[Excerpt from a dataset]

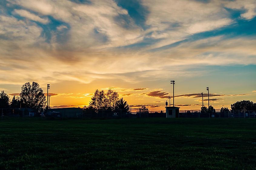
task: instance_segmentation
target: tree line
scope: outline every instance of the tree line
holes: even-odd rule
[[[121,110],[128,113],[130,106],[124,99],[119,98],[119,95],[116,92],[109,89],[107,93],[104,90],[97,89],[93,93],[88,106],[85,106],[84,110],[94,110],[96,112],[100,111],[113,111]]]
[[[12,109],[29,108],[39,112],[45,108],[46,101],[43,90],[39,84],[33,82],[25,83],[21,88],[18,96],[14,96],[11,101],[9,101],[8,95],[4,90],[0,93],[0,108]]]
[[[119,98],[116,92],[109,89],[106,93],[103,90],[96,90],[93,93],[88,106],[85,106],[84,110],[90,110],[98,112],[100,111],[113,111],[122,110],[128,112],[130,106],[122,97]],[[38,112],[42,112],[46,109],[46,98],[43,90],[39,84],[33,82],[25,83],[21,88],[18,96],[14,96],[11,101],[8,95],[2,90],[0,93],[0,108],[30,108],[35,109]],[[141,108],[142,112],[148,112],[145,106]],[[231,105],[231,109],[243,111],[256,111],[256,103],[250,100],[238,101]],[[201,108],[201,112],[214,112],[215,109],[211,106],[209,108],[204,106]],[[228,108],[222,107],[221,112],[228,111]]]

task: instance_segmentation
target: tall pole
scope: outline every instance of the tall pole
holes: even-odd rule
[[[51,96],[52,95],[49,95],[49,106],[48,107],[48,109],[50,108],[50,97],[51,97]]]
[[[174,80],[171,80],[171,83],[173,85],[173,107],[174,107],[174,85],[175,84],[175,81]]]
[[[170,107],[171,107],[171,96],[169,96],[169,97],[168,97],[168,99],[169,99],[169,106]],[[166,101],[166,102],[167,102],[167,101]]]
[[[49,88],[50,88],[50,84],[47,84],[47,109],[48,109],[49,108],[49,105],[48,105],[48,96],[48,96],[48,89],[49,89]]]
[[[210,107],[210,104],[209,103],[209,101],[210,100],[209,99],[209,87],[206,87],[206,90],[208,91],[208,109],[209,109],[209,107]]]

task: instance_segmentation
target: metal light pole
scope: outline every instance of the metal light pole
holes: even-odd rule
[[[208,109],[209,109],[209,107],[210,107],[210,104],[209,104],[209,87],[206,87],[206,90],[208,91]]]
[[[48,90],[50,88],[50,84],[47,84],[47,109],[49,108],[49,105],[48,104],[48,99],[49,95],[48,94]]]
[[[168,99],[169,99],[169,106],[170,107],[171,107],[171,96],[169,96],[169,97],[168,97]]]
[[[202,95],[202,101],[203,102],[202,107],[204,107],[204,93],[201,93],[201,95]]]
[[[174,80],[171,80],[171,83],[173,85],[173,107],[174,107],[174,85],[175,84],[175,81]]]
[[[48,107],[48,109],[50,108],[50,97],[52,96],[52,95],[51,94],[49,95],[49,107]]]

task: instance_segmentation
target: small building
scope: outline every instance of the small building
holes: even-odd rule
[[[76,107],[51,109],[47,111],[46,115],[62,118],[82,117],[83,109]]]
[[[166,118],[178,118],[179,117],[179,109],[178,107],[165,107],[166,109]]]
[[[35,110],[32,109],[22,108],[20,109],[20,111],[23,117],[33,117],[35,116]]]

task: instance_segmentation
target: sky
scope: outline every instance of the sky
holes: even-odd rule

• WHAT TO DO: Copy every record above exactly as written, but leave out the pictures.

• ANSWER:
task: instance_segmentation
target: tree line
scope: outline every instance of the tree line
holes: even-odd rule
[[[121,110],[128,113],[130,106],[124,99],[119,98],[119,95],[116,92],[109,89],[107,93],[104,90],[97,89],[93,93],[88,106],[85,106],[84,110],[94,110],[96,112],[100,111],[113,111]]]
[[[12,109],[29,108],[39,112],[45,108],[46,101],[43,90],[39,84],[33,82],[25,83],[21,88],[18,96],[14,96],[11,101],[9,101],[8,95],[4,90],[0,93],[0,108]]]
[[[119,98],[116,92],[109,89],[106,93],[103,90],[96,90],[93,93],[88,106],[85,106],[84,110],[90,110],[98,112],[100,111],[113,111],[122,110],[128,112],[130,106],[122,97]],[[38,112],[42,112],[46,109],[46,98],[43,90],[39,84],[33,82],[25,83],[21,88],[18,96],[14,96],[11,101],[8,95],[2,90],[0,93],[0,108],[30,108],[35,109]],[[141,108],[142,112],[148,112],[145,106]],[[231,105],[231,109],[243,111],[256,111],[256,103],[250,100],[238,101]],[[201,108],[201,112],[214,112],[215,109],[211,106],[209,108],[204,106]],[[228,108],[222,107],[221,112],[228,111]]]

task: instance_segmentation
target: tall pole
scope: outline every instance of the tall pole
holes: even-odd rule
[[[51,96],[52,95],[49,95],[49,106],[48,107],[48,109],[50,108],[50,97],[51,97]]]
[[[174,80],[171,80],[171,83],[173,85],[173,107],[174,107],[174,85],[175,84],[175,81]]]
[[[170,107],[171,107],[171,96],[169,96],[169,97],[168,97],[168,99],[169,99],[169,106]],[[166,101],[166,102],[167,102],[167,101]]]
[[[49,88],[50,88],[50,84],[47,84],[47,109],[48,109],[49,108],[49,105],[48,105],[48,96],[48,96],[48,89],[49,89]]]
[[[210,107],[210,104],[209,103],[209,101],[210,100],[209,99],[209,87],[206,87],[206,90],[208,91],[208,109],[209,109],[209,107]]]

task: instance_segmentation
target: metal light pole
scope: outline every instance of the metal light pole
holes: even-odd rule
[[[208,109],[209,109],[209,107],[210,107],[210,104],[209,104],[209,87],[206,87],[206,90],[208,91]]]
[[[48,90],[50,88],[50,84],[47,84],[47,109],[49,108],[49,105],[48,104],[48,99],[49,95],[48,94]]]
[[[168,99],[169,99],[169,106],[170,107],[171,107],[171,96],[169,96],[169,97],[168,97]]]
[[[202,95],[202,101],[203,102],[202,107],[204,107],[204,93],[201,93],[201,95]]]
[[[174,80],[171,80],[171,83],[173,85],[173,107],[174,107],[174,85],[175,84],[175,81]]]
[[[48,107],[48,109],[50,108],[50,97],[52,96],[52,95],[51,94],[49,95],[49,107]]]

task: instance_segmentation
target: small building
scope: outline every instance of the small building
holes: even-odd rule
[[[76,107],[51,109],[47,111],[46,115],[62,118],[82,117],[83,109]]]
[[[166,118],[178,118],[179,117],[179,109],[178,107],[165,107],[166,109]]]
[[[35,110],[32,109],[22,108],[20,109],[20,111],[23,117],[33,117],[35,116]]]

task: instance_segmentation
target: sky
scope: outline every instance of the sky
holes: even-odd rule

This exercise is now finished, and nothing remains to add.